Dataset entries
────────────────
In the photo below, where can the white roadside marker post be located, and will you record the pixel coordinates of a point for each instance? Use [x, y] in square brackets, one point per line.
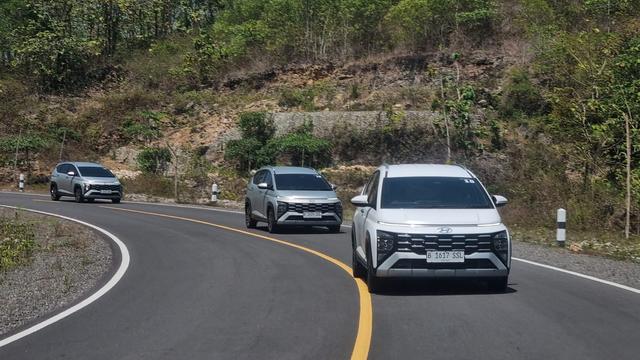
[21, 183]
[561, 235]
[214, 193]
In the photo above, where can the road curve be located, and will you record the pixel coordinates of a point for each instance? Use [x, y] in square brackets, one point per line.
[196, 292]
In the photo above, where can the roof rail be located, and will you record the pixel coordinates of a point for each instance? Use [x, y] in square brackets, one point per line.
[465, 169]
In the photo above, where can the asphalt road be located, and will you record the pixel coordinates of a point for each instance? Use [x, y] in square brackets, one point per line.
[193, 291]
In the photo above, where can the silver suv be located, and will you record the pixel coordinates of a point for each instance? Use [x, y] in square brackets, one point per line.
[429, 221]
[84, 181]
[292, 196]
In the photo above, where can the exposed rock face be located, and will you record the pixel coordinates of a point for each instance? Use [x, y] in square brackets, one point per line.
[324, 123]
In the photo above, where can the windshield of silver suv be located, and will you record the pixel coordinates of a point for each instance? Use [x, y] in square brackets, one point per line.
[94, 171]
[433, 193]
[303, 182]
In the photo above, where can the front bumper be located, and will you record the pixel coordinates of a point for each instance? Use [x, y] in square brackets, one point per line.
[297, 219]
[415, 265]
[97, 194]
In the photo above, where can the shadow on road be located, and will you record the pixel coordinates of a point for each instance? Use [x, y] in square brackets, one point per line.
[439, 287]
[298, 230]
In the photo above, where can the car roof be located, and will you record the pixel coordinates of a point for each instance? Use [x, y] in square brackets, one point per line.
[429, 170]
[81, 163]
[291, 170]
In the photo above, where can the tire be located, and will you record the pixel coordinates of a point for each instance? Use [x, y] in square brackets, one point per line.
[78, 195]
[55, 196]
[272, 225]
[248, 219]
[358, 270]
[498, 285]
[373, 282]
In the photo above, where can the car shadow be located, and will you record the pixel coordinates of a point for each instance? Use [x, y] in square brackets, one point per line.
[438, 287]
[297, 230]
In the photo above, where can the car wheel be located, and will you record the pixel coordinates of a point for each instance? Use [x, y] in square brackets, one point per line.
[78, 195]
[498, 285]
[55, 196]
[248, 218]
[358, 270]
[272, 225]
[373, 282]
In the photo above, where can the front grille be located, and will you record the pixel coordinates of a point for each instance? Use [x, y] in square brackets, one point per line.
[306, 207]
[421, 243]
[115, 188]
[423, 264]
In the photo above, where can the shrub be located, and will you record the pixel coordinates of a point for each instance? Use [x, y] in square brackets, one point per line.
[154, 160]
[521, 96]
[17, 242]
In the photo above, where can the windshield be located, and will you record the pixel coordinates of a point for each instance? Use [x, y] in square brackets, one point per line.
[94, 171]
[433, 193]
[308, 182]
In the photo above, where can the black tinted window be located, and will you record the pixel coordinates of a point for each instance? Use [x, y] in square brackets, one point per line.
[433, 193]
[94, 171]
[258, 177]
[311, 182]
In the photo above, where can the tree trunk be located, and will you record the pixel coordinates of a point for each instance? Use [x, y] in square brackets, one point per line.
[627, 221]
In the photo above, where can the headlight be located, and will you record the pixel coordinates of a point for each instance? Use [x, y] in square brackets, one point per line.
[282, 208]
[338, 209]
[501, 241]
[386, 241]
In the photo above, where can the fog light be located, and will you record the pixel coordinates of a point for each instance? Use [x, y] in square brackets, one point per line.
[501, 241]
[386, 241]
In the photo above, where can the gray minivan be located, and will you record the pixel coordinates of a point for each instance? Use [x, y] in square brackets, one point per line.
[84, 181]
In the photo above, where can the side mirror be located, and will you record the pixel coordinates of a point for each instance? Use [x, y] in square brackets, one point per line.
[265, 186]
[360, 201]
[499, 201]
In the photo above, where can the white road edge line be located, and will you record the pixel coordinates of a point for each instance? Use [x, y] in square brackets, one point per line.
[588, 277]
[124, 264]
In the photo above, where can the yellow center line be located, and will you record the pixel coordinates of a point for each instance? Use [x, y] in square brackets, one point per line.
[365, 321]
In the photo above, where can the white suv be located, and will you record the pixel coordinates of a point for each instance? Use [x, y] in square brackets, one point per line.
[429, 221]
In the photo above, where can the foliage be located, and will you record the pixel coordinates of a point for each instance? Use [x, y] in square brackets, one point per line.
[302, 148]
[154, 160]
[17, 242]
[520, 96]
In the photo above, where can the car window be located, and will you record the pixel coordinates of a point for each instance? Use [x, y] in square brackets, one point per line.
[95, 171]
[433, 193]
[257, 178]
[372, 193]
[268, 178]
[302, 182]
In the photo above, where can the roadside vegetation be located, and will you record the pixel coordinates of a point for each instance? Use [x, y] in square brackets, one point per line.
[539, 98]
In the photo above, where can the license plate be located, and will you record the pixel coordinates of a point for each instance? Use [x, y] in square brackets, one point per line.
[455, 256]
[312, 215]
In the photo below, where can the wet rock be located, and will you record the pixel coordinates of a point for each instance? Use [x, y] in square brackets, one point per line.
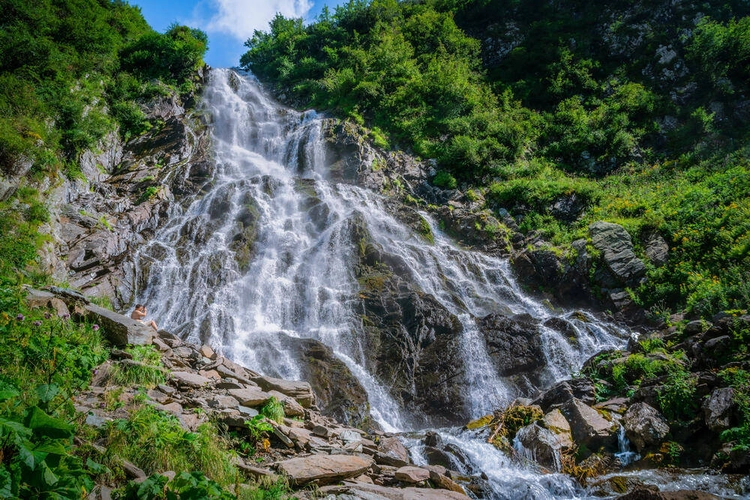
[718, 409]
[339, 394]
[540, 445]
[118, 329]
[657, 250]
[297, 389]
[412, 339]
[392, 452]
[619, 258]
[363, 491]
[514, 346]
[250, 396]
[644, 426]
[189, 379]
[556, 423]
[562, 392]
[589, 427]
[412, 475]
[323, 469]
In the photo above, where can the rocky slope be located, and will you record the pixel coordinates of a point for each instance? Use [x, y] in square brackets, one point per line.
[127, 191]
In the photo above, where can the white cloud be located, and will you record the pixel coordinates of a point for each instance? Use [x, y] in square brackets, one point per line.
[240, 18]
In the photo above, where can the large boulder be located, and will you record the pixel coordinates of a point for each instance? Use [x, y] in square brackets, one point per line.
[718, 409]
[323, 469]
[622, 267]
[540, 445]
[514, 344]
[338, 392]
[644, 426]
[589, 428]
[413, 342]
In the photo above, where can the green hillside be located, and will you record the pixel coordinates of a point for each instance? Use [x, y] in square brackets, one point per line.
[635, 113]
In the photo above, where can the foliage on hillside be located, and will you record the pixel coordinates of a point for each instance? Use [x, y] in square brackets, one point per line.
[632, 112]
[70, 71]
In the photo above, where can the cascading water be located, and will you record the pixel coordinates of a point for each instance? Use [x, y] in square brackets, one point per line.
[266, 254]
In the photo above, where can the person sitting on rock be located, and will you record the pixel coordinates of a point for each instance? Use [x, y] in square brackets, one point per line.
[139, 313]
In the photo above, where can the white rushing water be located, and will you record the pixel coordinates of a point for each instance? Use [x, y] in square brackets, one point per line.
[298, 279]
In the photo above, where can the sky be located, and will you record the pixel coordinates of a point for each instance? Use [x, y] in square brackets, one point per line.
[228, 23]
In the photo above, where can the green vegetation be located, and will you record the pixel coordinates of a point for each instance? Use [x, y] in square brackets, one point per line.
[273, 410]
[146, 371]
[566, 117]
[72, 71]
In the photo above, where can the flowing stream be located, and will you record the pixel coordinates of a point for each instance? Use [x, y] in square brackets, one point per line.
[267, 253]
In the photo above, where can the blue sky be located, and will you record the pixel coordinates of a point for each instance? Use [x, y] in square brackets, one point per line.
[228, 23]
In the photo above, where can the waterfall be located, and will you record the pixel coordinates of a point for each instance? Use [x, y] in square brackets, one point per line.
[266, 255]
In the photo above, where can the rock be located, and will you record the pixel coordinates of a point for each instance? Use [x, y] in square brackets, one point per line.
[647, 493]
[644, 426]
[323, 469]
[556, 423]
[589, 428]
[207, 352]
[392, 452]
[514, 346]
[539, 445]
[718, 409]
[445, 483]
[190, 379]
[220, 402]
[412, 340]
[412, 474]
[338, 393]
[250, 396]
[617, 252]
[363, 491]
[562, 392]
[299, 390]
[657, 250]
[118, 329]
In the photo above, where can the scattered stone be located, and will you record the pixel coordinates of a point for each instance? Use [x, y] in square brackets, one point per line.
[250, 396]
[589, 427]
[207, 352]
[412, 474]
[539, 445]
[644, 426]
[718, 409]
[324, 469]
[556, 423]
[190, 379]
[391, 451]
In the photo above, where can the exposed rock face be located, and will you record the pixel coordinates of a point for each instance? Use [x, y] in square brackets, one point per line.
[128, 192]
[514, 343]
[541, 446]
[644, 426]
[589, 427]
[718, 409]
[323, 469]
[622, 266]
[412, 339]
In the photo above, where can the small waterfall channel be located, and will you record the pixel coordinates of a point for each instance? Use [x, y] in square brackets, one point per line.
[267, 254]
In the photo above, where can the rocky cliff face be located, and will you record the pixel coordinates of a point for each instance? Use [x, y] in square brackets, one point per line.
[128, 190]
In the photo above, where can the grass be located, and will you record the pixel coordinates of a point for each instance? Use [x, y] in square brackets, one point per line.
[147, 371]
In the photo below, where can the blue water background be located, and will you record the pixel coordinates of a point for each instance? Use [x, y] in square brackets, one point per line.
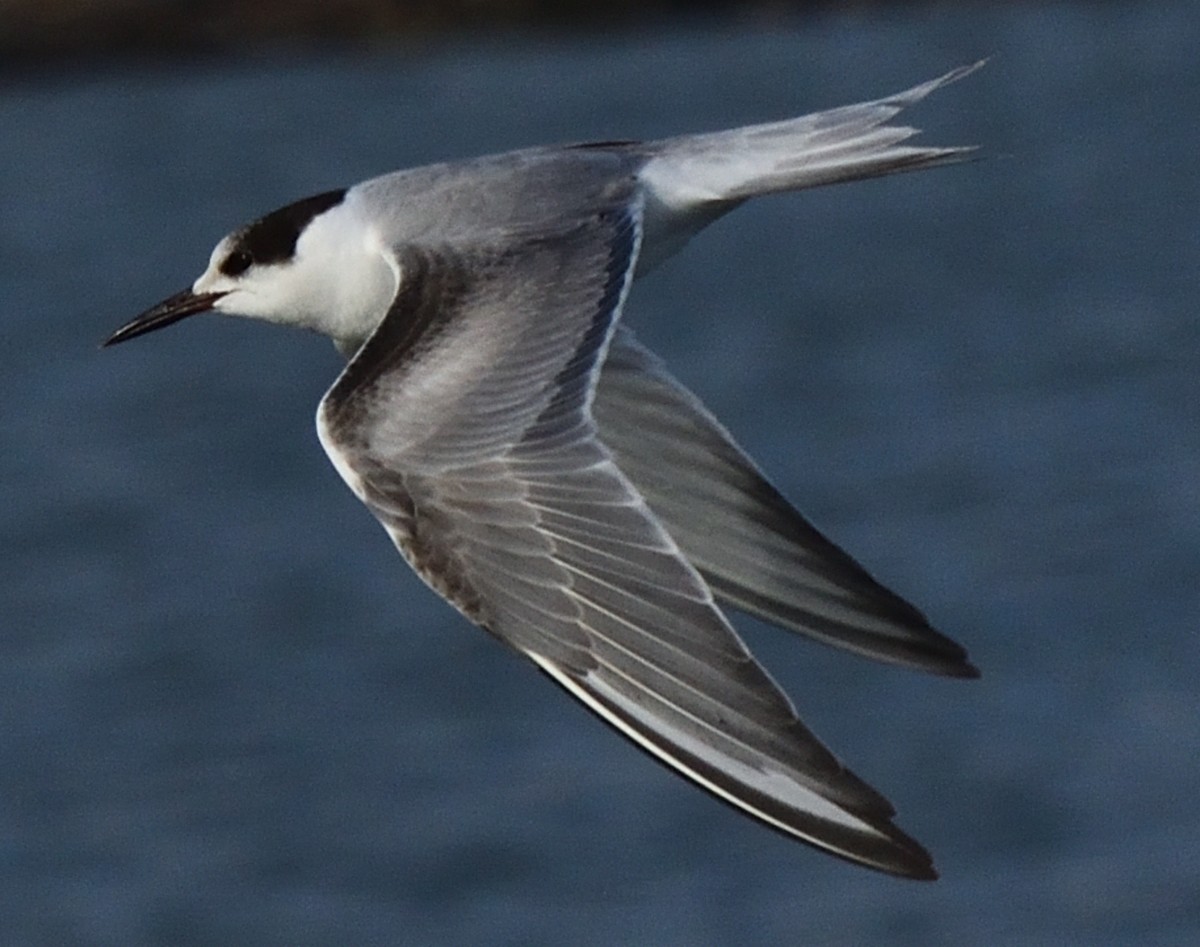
[229, 714]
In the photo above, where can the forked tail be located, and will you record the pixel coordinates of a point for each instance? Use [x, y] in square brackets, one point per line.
[843, 144]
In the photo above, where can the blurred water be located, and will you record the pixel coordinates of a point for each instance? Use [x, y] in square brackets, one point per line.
[229, 715]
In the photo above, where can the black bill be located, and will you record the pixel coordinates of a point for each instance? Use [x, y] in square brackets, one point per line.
[165, 313]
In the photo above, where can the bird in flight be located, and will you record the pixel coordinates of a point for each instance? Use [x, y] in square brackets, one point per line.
[547, 475]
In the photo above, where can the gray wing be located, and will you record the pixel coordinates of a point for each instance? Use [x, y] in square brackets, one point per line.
[525, 522]
[751, 546]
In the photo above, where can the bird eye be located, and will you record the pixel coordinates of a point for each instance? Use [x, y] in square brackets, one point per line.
[237, 263]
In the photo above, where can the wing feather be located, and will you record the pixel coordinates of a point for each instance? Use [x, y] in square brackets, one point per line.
[754, 549]
[501, 495]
────────────────
▸ **Exercise**
Would you repeat the lines from the one containing "In the photo above, where can the gray wing" through the end of the data, exactly, with nothing before or after them?

▸ **Answer below**
In the photo above, where can the gray wing be located, and will you record the pixel coordinates of a point for each instance? Use [x, y] in square brackets, one point per line.
[525, 522]
[751, 546]
In the photo above, where can the bird eye be located, and will you record the pixel coordinates of a point for each instance? Use [x, y] in square brackets, one point per line.
[237, 263]
In the photo above, where can the wing feather be located, and will you record the pixel coordinates of a point for each instance? Use [x, y] in square brackets, one point per line.
[754, 549]
[501, 495]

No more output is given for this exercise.